START PASSAGE PROVIDED

Though it happened anyways, indirectly, at times. That's one of the complaints of the Puritans. In the Church of England at the time, it wasn't too rare that you got into the clergy because you were looking for a cushy job and did favors for the king (fortunately this is less of a problem than in the past, with greater separation of Church and State).
Actually simony was a major problem in the Church of England until the 19th century, with benefices being bought and sold as recently as the 18th century, and also ecclesiastical obligations being attached to some real estate to this day. In the 18th and 19th century, legislative reforms were initiated, but it was not until the 19th century the problem was resolved, and this was a legitimate complaint on the part of the Puritans, and the Roman Catholics alike, in that after the dissolution of the monasteries, which had a disastrous effect on social services in England and Wales, since all hospitals until that time were operated by the religious orders, who did a very good job, unlike the Royal Hospitals that followed, under whose tenure most hospitals such as the Savoy Hospital fell into ruin, and others, such as Bethlehem Hospital, became synonymous with depravity (“Bedlam” being derived from the Cockney pronunciation of Bethlehem). This also happened in Russia when Czar Peter “the Great” as I prefer not to call him sided with the “non-Posessor” faction in the Russian Orthodox Church and laicized a huge amount of church property, closing large numbers of monasteries and church run-hospitals.
Thankfully, nowadays, there are Anglican monasteries and Russian Orthodox hospitals, and in the US the Episcopal Church runs some universities, although not on the scale of the Roman Catholics or Methodists. And simony has of course been eradicated in the Church of England, which is one of the best managed churches in the world when it comes to avoiding various forms of abuse through its comprehensive Safeguarding initiative.

END PASSAGE PROVIDED
START LISTED RECORDS

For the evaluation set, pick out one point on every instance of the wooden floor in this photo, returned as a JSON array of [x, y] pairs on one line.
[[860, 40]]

END LISTED RECORDS
START LISTED RECORDS

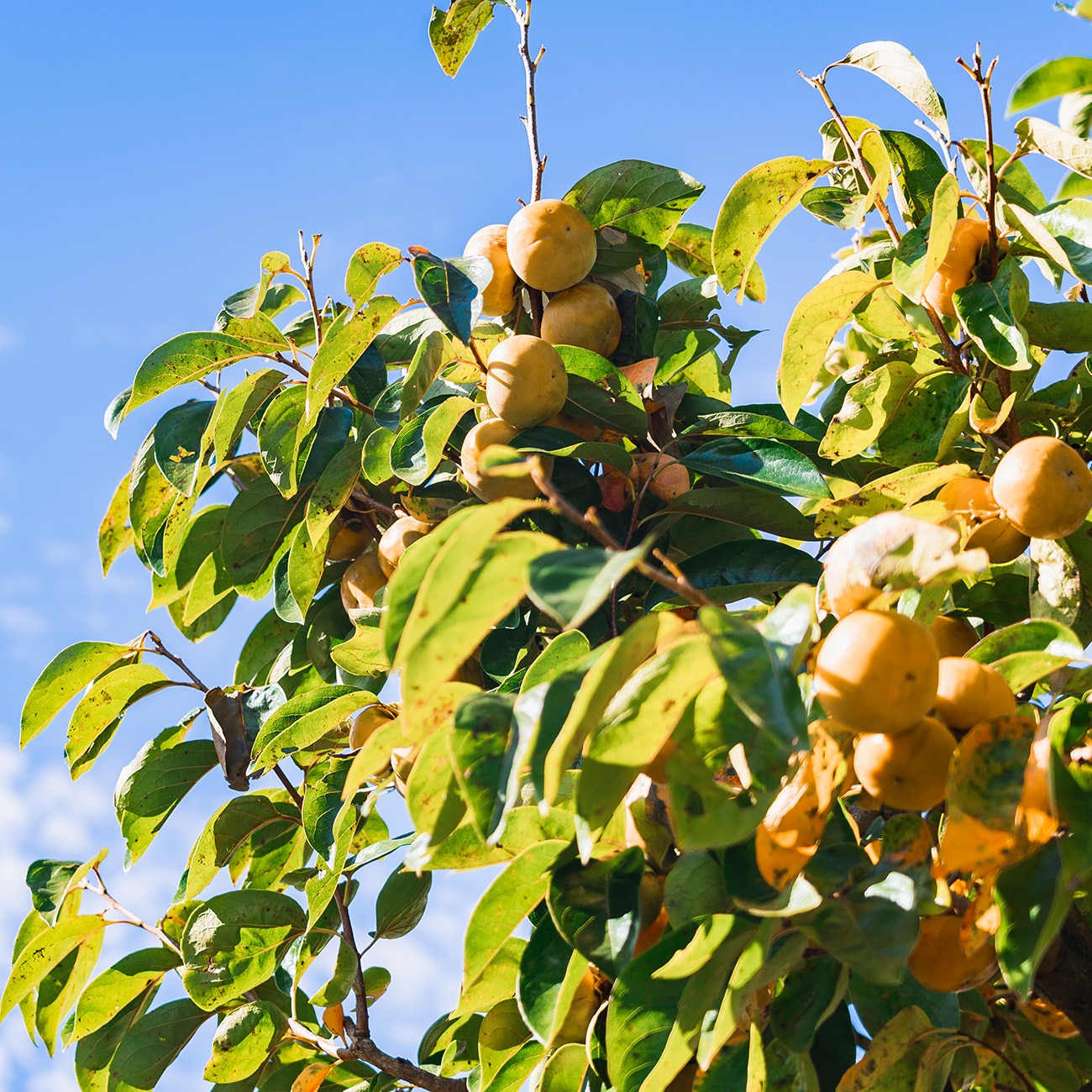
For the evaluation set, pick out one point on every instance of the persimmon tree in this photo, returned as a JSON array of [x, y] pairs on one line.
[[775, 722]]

END LISTED RECORDS

## REQUIRED WORK
**A)** What is this sentence from the passage on simony in the Church of England in Spanish: "Thankfully, nowadays, there are Anglican monasteries and Russian Orthodox hospitals, and in the US the Episcopal Church runs some universities, although not on the scale of the Roman Catholics or Methodists."?
**B)** Could you carry on the passage on simony in the Church of England from its last sentence?
The data plays no part in what follows.

## RESULTS OF THE EXERCISE
**A)** Afortunadamente, hoy en día hay monasterios anglicanos y hospitales ortodoxos rusos, y en los EE. UU. la Iglesia Episcopal dirige algunas universidades, aunque no a la escala de los católicos romanos ni de los metodistas.

**B)**
But the Orthodox Church, aside from occasional lapses in the Byzantine Empire and other governments which involved themselves in ecclesiastical affairs which were none of their business, has never had, while functioning autonomously, a major problem with simony, and at present given how poorly most of our clergy are paid the idea is laughable. We have priests making $900/mo or working for free, so if anything, we are guilty of going over to the other extreme in terms of making it impossible for our clergy to make a living as the Apostles said should be the case, and it is a real problem getting cradle Orthodox in some particular churches to donate sufficiently, since they became accustomed to not having to pay for this due to state tithing systems in Europe and due to the ecclesiastical government becoming an ethnarchy under the Millet system of the Ottoman Empire, wherein churches and synagogues became involved in providing courts for Christians and Jews, and the Patriarchs and Chief Rabbis would represent their respective churches and Jewish communities at the Sublime Porte (sometimes unofficially, for example, the Syriac Orthodox, Assyrian Church of the East and Yazidis lacked official recognition, but had ethnarchs, who were not, in the case of the Assyrians and Yazidis, the same person as the hierarchs (the Assyrian ethnarch would be the uncle of the Catholicos-Patriarch of the East, and the Yazidi ethnarch was separate from Baba Sheikh, their religious leader.*
* I was just saddened to learn that Khurto Hajji Ismail, who served as Babba Sheikh during the worst of the Syrian Civil War and provided religious leadership to the Yazidis, who have historically been allies of the Christians and hid Armenians during the genocide in 1915, which is why they were allowed to settle in Armenia and represent the largest ethnic minority in that country, died in 2020 - I had not realized he had reposed as I had been distracted by the pandemic, and after al-Baghdadi was killed and Mosul retaken, I was not following the progress of the Yazidis as closely. They suffered the most severe genocidal act in the war, during the massacre of the adult men of Sinjar and the abduction and sexual enslavement of the women and children, who have since been freed, but much harm was caused. It was a genocidal rape, the worst kind of war crime, and one which has happened all too often in recent years. Likewise, while apparently the Antiochian Orthodox nuns abducted by Al Qaeda in the Syriac speaking village of Maaloula in Syria were unharmed, that was a gross violation, and we know that the terrorists regarded nothing as sacred, given their wanton destruction of icons and other acts of vandalism of the local churches.